**REQUIRED TASK:** Return the following entries line for line, with no changes.

(Entries from a pointing dataset)
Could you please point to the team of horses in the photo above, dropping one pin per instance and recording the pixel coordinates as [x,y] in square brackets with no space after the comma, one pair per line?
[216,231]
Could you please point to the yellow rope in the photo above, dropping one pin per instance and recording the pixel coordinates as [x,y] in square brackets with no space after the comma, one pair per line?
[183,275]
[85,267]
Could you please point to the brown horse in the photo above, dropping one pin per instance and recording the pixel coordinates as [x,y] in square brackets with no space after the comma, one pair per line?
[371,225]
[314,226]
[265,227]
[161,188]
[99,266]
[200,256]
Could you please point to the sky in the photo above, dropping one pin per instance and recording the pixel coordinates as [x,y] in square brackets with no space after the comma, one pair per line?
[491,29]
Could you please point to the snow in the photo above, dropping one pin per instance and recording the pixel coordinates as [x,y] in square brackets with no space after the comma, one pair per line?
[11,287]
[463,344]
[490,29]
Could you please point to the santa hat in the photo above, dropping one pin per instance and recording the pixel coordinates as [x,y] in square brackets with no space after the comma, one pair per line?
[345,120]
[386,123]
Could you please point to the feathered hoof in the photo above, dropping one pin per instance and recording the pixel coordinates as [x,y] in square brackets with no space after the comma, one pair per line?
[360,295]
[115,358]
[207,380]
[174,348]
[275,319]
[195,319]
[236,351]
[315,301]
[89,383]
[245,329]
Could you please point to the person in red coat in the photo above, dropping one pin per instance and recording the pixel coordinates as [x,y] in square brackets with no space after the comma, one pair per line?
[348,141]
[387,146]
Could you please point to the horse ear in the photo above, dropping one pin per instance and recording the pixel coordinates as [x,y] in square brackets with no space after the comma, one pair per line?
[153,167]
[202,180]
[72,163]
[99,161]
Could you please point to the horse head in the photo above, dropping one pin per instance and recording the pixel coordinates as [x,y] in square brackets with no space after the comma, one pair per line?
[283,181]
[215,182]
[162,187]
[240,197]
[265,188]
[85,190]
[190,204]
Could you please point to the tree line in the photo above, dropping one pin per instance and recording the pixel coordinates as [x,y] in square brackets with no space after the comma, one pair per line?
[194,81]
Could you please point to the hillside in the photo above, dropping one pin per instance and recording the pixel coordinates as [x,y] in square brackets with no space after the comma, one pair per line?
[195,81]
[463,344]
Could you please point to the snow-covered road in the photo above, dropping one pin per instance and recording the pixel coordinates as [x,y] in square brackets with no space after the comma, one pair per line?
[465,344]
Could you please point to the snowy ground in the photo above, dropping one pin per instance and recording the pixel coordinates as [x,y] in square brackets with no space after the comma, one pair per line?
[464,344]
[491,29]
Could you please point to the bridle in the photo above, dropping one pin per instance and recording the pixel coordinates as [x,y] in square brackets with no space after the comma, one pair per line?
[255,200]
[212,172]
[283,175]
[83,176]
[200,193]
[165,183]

**SOLVED PROBLEM:**
Could you please point to the team of horses in the photo above, dropping one pin per instance and recording the pixel coordinates as [x,y] in square brackets with no space after the comma, one pair per line?
[216,231]
Could you please point to the yellow rope in the photo above, dropping one pin per instance and recording the pixel coordinates as [x,y] in square brackets with no space after the comma, one pair per line?
[183,275]
[85,267]
Could you please point to the brown horse in the photo above, dropping one pin per instance and recording the pixel coordinates as [x,y] in square brackets with no space after the comma, one pair per line?
[371,225]
[314,226]
[265,227]
[161,188]
[99,266]
[200,256]
Could you please point to the sky in the photo above, dropping one pin per instance and recording the pixel coordinates as [x,y] in square brackets with no space after the comma, one pair per line?
[491,29]
Could you please point to the snow in the photo above, dropping one pin per instance and recording the pixel coordinates as [x,y] in square brackets with no space after the comma, one pair per line?
[11,287]
[463,344]
[490,29]
Could you please point to the santa hat in the photo above, dropping one pin per instance and recording the pixel coordinates as [x,y] in square brackets with no space after the comma, one pair per line?
[345,120]
[386,123]
Could you please point to the feathered hoof in the photo above, dropping one pin per instance and recording the pixel coordinates as [x,y] in square brackets with no space after the comma, one pair per line?
[360,295]
[115,358]
[207,380]
[174,348]
[275,319]
[195,319]
[236,351]
[315,301]
[89,383]
[245,329]
Could you please point to the person in red coat in the photo above, dropping one pin per instance and recording the pixel coordinates as [x,y] in square brackets with no space after the comma, one pair per line?
[348,141]
[387,146]
Could you please point to the horse ear in the photo above, dropping one pin per instance and recording the pixel coordinates as [x,y] in square brackets with no space after the comma, one pair per line?
[153,167]
[202,180]
[72,163]
[99,161]
Could you please point to the horse head in the photo above, dropping one pin per instance and recording the pixel coordinates as [x,y] in square brackets with no space after the comma, one pair per line?
[283,181]
[215,182]
[162,187]
[240,197]
[265,188]
[85,190]
[190,204]
Could you please point to the tree line in the photo above, dropping one pin per instance and recording the pixel coordinates as [x,y] in square brackets with no space after the comma, one pair per line?
[194,81]
Could you please point to the hillside in the photo above, dropping one pin per instance and recording the pixel coordinates as [x,y] in square brackets with no space after the comma, one pair per line?
[195,81]
[463,344]
Could you please point to the snow-covered road in the photo above, dropping one pin per instance and recording the pixel coordinates as [x,y] in square brackets with no space after the comma, one pair per line?
[465,344]
Could you please point to the snowy ground in the photo above, dropping one pin per instance and recording the pixel coordinates as [x,y] in square brackets with no space after the comma, one pair per line?
[464,344]
[491,29]
Could you please point to the bridle in the photo above, dropping one pin per instance and recording the pixel coordinates as [x,y] in square brackets with no space after the comma, one pair per line?
[255,200]
[212,172]
[283,175]
[83,176]
[200,193]
[165,183]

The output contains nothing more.